KURZE ÜBUNG 1: Gib aus den Zeilen unterhalb des Textausschnitts alle Zeilen von der Zeile mit „I need to verify whether any ground“ bis zur Zeile mit „0 69 192 131“ unverändert aus, beide eingeschlossen.

TEXTAUSSCHNITT:
- - - - -
Claudia Schulmerich
Frankfurt am Main (Weltexpresso) – Die Nacht der Nächte? Soll das die Hochzeitsnacht sein? Denn im Film geht es überhaupt nicht um Nächte, zumindest nicht, wenn man gut schläft, sondern doch eher darum, wie man die Tage zusammen aushält, wenn man Jahrzehnte verheiratet ist und zusammen leben bleibt.
Auf der einen Seite ist dieser Film der beiden Schwestern Yasemin und Nesrin Samdereli, die mit ihrer Komödie ALMANYA – WILLKOMMEN IN DEUTSCHLAND einen gewaltigen Zuschauererfolg einfuhren, spannend, wenn man lange zusammenlebende Ehepaare quer über Kontinente nach ihrem Leben befragt, auf der anderen Seite sind jedoch die kulturellen Unterschiede derart gewaltig, daß man nicht einfach ohne die Informationen über die Gesellschaft dieser Länder das was das Paar über sein gemeinsames Leben erzählt, einschätzen kann. Und nicht nur das. Die ökonomische Situation eines Paares wäre auch etwas, was man hätte thematisieren müssen. Das fällt einem später bei Norman und Bill auf, die als einzige ein gleichgeschlechtliches Paar bilden.

Es kommt einem so vor, als ob sie längst so aufeinander eingespielt sind, daß die Automatismen klappten, wobei das Interessante einem dann wird, daß diese Ehe aus den individuellen Unterschieden zu einer wurde. Denn im Detail, in einzelnen Lebensfragen und Verhaltensfragen, bestimmten gerade die Unterschiede zwischen beiden die gelebte Harmonie.

Noch heute merkt man beiden das unterschiedliche Erleben des anderen an, denn Kampala ließ sich sehr sehr lange bitten, sie war erst einmal einfach nicht verliebt in Hampana. Das änderte sich, aber dann war seine Familie nicht nur gegen die Heirat, sondern seine Mutter wollte sich darob gleich umbringen. Das tat sie nicht und auch andere Voraussagen traten nicht ein und so sind die beiden zur Entstehung des Films 53 Jahre verheiratet. Da ihr gemeinsames Leben für Indien eine erzählenswerte Geschichte ist, haben sie Geschichten geschrieben und dafür Preise gewonnen.
- - - - -
Datensätze beschrifteter Boxen:
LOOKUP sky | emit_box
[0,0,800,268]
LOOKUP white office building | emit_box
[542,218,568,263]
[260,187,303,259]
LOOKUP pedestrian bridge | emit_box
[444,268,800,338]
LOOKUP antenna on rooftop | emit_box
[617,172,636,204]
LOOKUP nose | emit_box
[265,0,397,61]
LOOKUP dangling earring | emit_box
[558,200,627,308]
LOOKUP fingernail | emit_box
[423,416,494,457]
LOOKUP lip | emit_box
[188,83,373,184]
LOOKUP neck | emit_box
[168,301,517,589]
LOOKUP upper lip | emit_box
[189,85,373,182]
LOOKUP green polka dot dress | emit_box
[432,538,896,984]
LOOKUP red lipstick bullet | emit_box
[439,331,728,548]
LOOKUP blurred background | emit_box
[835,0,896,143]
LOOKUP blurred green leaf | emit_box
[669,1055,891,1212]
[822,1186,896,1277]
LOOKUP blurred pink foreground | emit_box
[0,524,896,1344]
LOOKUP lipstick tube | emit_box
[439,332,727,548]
- - - - -
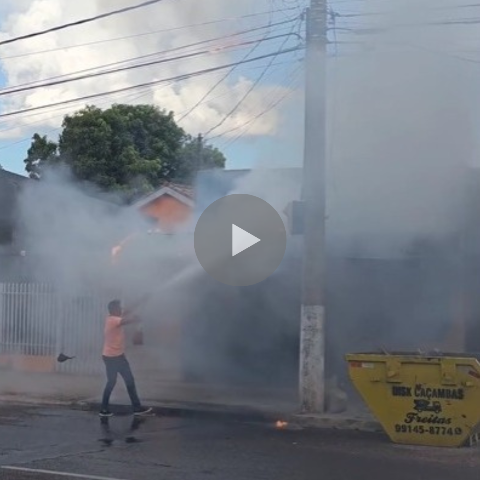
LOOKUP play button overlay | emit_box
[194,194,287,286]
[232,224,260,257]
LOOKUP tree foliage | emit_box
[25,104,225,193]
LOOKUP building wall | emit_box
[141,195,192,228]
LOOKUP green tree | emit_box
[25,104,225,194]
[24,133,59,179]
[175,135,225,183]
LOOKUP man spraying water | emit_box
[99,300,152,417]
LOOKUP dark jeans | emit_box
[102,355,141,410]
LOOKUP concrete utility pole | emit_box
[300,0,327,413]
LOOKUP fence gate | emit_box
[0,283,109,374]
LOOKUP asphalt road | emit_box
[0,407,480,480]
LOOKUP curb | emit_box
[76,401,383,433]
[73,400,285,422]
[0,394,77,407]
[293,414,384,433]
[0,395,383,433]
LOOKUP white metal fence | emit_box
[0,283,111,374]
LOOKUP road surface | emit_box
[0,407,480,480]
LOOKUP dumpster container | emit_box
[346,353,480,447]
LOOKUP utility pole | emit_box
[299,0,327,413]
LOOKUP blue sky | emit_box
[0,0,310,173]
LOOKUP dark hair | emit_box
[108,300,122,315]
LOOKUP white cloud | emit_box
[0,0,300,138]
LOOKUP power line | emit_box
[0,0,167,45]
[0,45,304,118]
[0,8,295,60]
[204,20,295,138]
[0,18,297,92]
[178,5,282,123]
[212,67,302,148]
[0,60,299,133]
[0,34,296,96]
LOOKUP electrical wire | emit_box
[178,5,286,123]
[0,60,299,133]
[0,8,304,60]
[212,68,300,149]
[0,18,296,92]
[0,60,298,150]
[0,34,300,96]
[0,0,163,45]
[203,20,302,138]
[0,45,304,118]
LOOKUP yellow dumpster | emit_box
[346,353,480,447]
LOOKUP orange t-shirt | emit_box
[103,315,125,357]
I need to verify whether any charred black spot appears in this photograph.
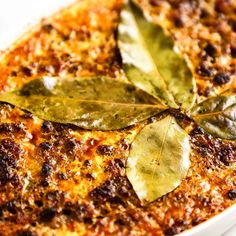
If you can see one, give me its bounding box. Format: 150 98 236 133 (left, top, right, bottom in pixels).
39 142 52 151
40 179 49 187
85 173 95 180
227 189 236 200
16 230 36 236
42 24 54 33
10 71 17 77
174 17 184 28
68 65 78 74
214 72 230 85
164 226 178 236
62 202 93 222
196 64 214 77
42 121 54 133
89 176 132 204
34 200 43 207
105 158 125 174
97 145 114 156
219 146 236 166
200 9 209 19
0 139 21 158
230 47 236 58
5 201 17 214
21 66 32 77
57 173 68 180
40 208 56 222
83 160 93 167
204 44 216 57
- - - - -
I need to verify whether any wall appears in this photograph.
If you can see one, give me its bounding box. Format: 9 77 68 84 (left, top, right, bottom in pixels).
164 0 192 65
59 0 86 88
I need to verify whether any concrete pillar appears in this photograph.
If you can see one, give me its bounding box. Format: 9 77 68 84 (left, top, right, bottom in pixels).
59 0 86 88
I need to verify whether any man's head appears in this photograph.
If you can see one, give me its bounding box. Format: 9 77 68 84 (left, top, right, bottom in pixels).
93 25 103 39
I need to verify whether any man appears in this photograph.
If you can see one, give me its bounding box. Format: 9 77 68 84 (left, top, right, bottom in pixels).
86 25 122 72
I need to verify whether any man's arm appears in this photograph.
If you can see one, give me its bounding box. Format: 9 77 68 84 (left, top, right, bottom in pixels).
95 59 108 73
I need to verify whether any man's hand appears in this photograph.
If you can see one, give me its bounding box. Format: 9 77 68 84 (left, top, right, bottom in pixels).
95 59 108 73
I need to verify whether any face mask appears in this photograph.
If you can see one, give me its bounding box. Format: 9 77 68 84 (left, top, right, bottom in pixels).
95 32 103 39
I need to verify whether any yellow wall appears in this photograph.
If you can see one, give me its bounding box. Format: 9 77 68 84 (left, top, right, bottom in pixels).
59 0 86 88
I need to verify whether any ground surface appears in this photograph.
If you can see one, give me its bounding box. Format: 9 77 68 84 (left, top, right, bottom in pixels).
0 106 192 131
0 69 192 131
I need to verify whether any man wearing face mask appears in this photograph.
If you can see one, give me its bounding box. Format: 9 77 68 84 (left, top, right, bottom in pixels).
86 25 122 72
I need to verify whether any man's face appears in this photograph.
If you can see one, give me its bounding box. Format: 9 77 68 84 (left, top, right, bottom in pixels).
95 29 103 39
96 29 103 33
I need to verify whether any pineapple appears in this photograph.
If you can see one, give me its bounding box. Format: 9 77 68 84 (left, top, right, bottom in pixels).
- - - - -
KURZE ÜBUNG 2: Wie viele Jahre sind Kampala und Hampana laut dem Textausschnitt zur Entstehung des Films verheiratet?

RICHTIGE AUSGABE 1:
I need to verify whether any ground surface appears in this photograph.
If you can see one, give me its bounding box. Format: 9 77 68 84 (left, top, right, bottom in pixels).
0 106 192 131
0 69 192 131

RICHTIGE AUSGABE 2: 53 Jahre.